→ **RECORDS PROVIDED**
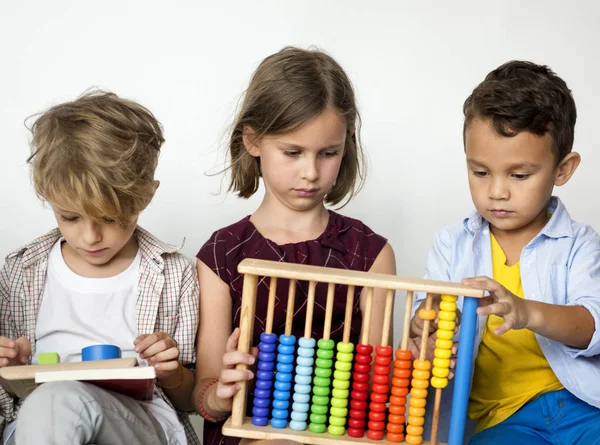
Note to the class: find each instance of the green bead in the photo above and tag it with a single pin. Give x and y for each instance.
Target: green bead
(345, 347)
(325, 344)
(324, 353)
(340, 393)
(323, 372)
(344, 356)
(341, 384)
(342, 366)
(320, 400)
(323, 363)
(342, 375)
(336, 430)
(319, 409)
(338, 412)
(317, 427)
(318, 418)
(321, 381)
(339, 403)
(337, 421)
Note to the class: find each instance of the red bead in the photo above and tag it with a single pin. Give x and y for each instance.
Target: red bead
(377, 416)
(379, 398)
(380, 389)
(382, 370)
(377, 407)
(364, 349)
(363, 358)
(360, 377)
(357, 414)
(360, 386)
(384, 350)
(381, 379)
(362, 367)
(383, 360)
(376, 426)
(356, 432)
(359, 395)
(358, 404)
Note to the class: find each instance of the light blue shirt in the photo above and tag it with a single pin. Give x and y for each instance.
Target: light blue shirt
(561, 265)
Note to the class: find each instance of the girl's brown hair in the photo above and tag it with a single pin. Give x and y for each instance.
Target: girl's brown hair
(288, 89)
(96, 156)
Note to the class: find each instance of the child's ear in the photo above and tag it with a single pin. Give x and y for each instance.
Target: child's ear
(250, 140)
(566, 168)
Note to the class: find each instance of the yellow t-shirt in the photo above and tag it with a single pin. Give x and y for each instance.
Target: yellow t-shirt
(510, 370)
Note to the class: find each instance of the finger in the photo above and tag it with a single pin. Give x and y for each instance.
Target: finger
(235, 375)
(234, 358)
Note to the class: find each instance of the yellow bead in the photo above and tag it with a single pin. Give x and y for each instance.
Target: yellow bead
(442, 353)
(448, 306)
(443, 344)
(439, 383)
(422, 365)
(448, 316)
(441, 372)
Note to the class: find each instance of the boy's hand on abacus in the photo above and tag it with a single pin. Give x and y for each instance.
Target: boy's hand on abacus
(229, 377)
(414, 346)
(500, 302)
(14, 352)
(161, 351)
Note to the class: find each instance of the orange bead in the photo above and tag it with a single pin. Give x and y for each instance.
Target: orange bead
(403, 354)
(399, 392)
(402, 373)
(427, 314)
(414, 430)
(394, 437)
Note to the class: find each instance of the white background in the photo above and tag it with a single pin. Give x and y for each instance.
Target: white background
(412, 64)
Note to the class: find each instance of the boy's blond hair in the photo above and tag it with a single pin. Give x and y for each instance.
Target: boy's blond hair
(96, 156)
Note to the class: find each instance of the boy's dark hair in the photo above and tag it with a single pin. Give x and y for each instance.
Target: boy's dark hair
(522, 96)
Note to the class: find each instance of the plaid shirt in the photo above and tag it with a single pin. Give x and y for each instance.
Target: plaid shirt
(167, 301)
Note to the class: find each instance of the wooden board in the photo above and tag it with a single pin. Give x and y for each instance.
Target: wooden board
(249, 431)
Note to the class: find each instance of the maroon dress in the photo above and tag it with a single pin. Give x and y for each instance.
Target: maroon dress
(346, 244)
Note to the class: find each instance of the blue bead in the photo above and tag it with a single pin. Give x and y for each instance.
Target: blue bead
(285, 367)
(303, 379)
(262, 393)
(264, 375)
(268, 338)
(281, 404)
(307, 342)
(305, 361)
(260, 412)
(262, 403)
(306, 352)
(302, 389)
(266, 356)
(302, 398)
(299, 417)
(303, 370)
(280, 414)
(300, 407)
(264, 384)
(286, 358)
(283, 377)
(278, 423)
(281, 395)
(283, 386)
(266, 366)
(297, 426)
(287, 339)
(267, 347)
(260, 421)
(285, 349)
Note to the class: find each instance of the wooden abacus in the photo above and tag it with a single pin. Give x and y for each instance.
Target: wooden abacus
(339, 407)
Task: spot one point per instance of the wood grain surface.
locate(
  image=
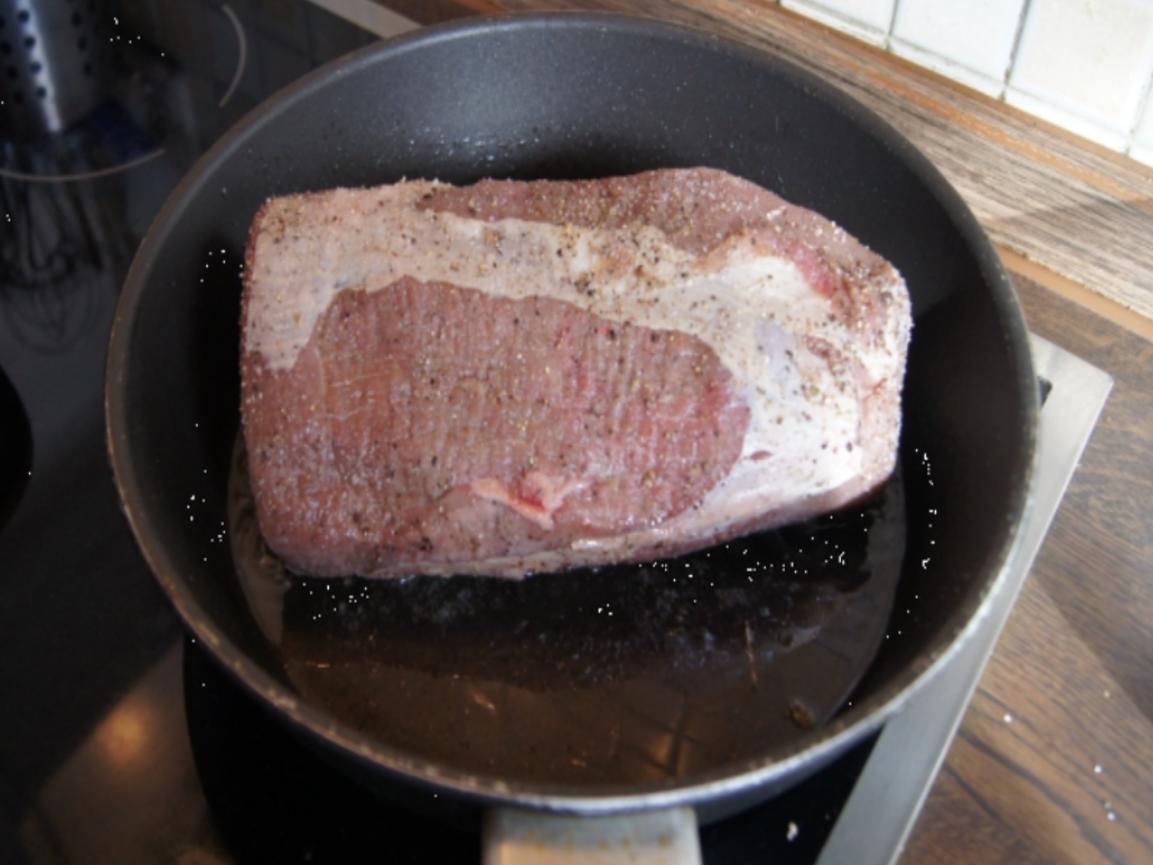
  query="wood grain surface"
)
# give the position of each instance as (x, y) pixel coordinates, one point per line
(1079, 210)
(1054, 760)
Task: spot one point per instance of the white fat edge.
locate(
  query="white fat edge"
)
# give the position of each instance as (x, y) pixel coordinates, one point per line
(747, 307)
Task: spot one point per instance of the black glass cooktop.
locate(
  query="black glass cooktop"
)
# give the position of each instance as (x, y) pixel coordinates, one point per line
(120, 739)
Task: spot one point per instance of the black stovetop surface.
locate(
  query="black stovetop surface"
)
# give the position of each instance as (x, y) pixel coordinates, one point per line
(120, 739)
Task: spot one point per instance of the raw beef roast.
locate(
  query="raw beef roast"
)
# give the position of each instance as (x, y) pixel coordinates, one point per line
(529, 376)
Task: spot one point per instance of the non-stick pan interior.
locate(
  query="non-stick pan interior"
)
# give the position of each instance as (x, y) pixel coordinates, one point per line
(575, 97)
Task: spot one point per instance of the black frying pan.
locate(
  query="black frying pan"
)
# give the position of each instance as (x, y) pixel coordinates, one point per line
(708, 682)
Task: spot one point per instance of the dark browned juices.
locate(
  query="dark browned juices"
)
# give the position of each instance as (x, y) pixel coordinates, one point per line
(598, 677)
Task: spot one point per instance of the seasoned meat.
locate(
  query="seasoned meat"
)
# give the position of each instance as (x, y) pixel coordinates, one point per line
(530, 376)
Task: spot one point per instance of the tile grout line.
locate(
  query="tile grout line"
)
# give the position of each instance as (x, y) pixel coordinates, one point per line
(1144, 111)
(1025, 9)
(892, 25)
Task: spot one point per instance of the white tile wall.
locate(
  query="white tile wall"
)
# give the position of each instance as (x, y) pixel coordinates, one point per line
(972, 40)
(1086, 65)
(1143, 142)
(868, 20)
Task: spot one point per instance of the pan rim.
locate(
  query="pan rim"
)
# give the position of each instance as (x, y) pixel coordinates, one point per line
(848, 728)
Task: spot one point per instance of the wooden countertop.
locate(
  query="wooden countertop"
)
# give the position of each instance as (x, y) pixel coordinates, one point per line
(1069, 779)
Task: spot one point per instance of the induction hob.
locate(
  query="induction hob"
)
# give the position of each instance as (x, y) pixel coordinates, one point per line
(120, 741)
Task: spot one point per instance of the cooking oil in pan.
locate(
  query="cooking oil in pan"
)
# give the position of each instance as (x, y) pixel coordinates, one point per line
(603, 676)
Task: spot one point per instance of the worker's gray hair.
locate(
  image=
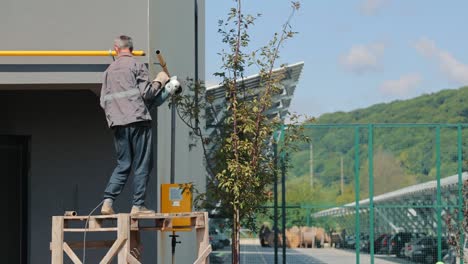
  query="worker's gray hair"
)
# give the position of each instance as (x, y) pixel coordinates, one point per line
(123, 42)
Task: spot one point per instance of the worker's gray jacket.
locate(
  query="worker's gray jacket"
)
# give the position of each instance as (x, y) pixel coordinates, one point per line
(125, 91)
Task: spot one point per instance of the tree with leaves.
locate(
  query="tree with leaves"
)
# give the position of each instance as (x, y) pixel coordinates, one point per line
(238, 155)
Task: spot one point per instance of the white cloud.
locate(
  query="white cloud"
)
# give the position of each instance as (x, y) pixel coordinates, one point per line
(450, 66)
(401, 87)
(370, 7)
(361, 59)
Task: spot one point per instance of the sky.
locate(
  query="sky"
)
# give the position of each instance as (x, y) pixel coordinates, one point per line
(357, 53)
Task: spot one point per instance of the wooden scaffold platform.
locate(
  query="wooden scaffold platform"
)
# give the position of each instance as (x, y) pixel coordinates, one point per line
(128, 227)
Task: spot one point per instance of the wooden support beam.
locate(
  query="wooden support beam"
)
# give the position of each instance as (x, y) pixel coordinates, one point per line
(113, 251)
(132, 260)
(127, 247)
(71, 254)
(104, 229)
(123, 224)
(203, 243)
(57, 240)
(92, 244)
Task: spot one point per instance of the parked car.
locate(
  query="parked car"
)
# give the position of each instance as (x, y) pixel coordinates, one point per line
(409, 248)
(378, 243)
(215, 240)
(425, 250)
(398, 240)
(451, 256)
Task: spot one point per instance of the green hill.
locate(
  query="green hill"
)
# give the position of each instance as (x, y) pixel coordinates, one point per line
(402, 156)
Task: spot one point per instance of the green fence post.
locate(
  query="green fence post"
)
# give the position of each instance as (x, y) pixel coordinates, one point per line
(275, 202)
(460, 189)
(283, 202)
(356, 189)
(371, 190)
(439, 197)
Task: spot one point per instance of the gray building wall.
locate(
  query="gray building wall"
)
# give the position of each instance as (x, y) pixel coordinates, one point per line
(49, 99)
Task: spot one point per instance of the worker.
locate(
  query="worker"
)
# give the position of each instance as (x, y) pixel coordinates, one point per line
(127, 96)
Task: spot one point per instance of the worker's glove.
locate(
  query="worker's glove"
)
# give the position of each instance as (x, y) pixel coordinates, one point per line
(173, 86)
(162, 78)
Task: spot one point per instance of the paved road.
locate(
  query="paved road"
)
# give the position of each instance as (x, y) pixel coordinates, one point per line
(252, 253)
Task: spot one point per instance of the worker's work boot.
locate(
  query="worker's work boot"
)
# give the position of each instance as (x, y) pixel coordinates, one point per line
(107, 208)
(141, 210)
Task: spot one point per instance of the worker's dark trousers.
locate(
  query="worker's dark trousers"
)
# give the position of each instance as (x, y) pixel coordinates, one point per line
(133, 145)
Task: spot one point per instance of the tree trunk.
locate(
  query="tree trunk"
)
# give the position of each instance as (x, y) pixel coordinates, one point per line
(235, 237)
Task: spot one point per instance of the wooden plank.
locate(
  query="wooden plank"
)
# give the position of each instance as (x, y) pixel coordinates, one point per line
(85, 217)
(132, 260)
(92, 244)
(71, 254)
(113, 250)
(135, 245)
(203, 243)
(57, 240)
(167, 215)
(104, 229)
(123, 224)
(202, 258)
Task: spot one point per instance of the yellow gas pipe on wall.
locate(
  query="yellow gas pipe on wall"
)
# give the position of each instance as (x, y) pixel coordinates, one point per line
(82, 53)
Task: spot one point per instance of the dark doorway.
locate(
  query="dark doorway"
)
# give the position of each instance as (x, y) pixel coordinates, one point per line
(14, 170)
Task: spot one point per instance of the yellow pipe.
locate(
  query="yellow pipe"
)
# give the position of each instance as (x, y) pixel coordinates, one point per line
(64, 53)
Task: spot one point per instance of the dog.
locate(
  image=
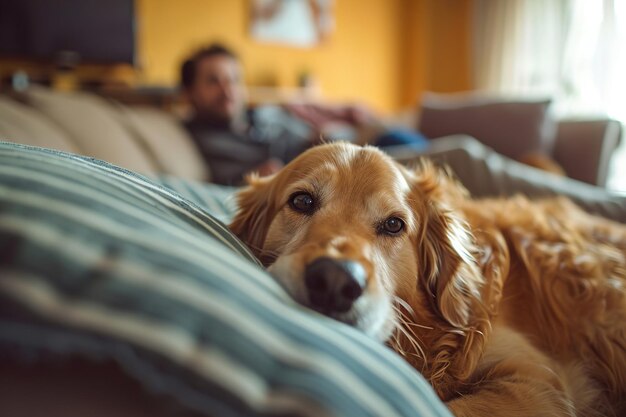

→ **WHAT TO PRODUCE**
Everything in the material above from the line that has "Note to the class: find each instance of the boy's dark" through the line that has "Note to the class: find each instance of the blue" must be duplicated exactly, with no other lines given.

→ **RESPONSE TO THE TASK**
Note to the class: find each instance of the boy's dark hair in the photo above and tag it with a single pin. Give x and y for each instance.
Target: boy's dark hair
(522, 96)
Note to the class: find each instance of the plaid shirt in the photo above and tag it with a single pin. Give x and y for each instance.
Target: plaid shirt
(167, 301)
Note to the class: find each instance of the wooden board in the photo above and tag it with a single pin. Give x and y for each instance.
Target: wooden board
(249, 431)
Note to the class: find each instance of the maroon dress in the photo above and tag it with a single pin. Give x and y for each instance.
Target: maroon dress
(346, 244)
Note to the class: find each instance of the blue bead in the photo above and tag it with a single pin. Give x and y for each instance.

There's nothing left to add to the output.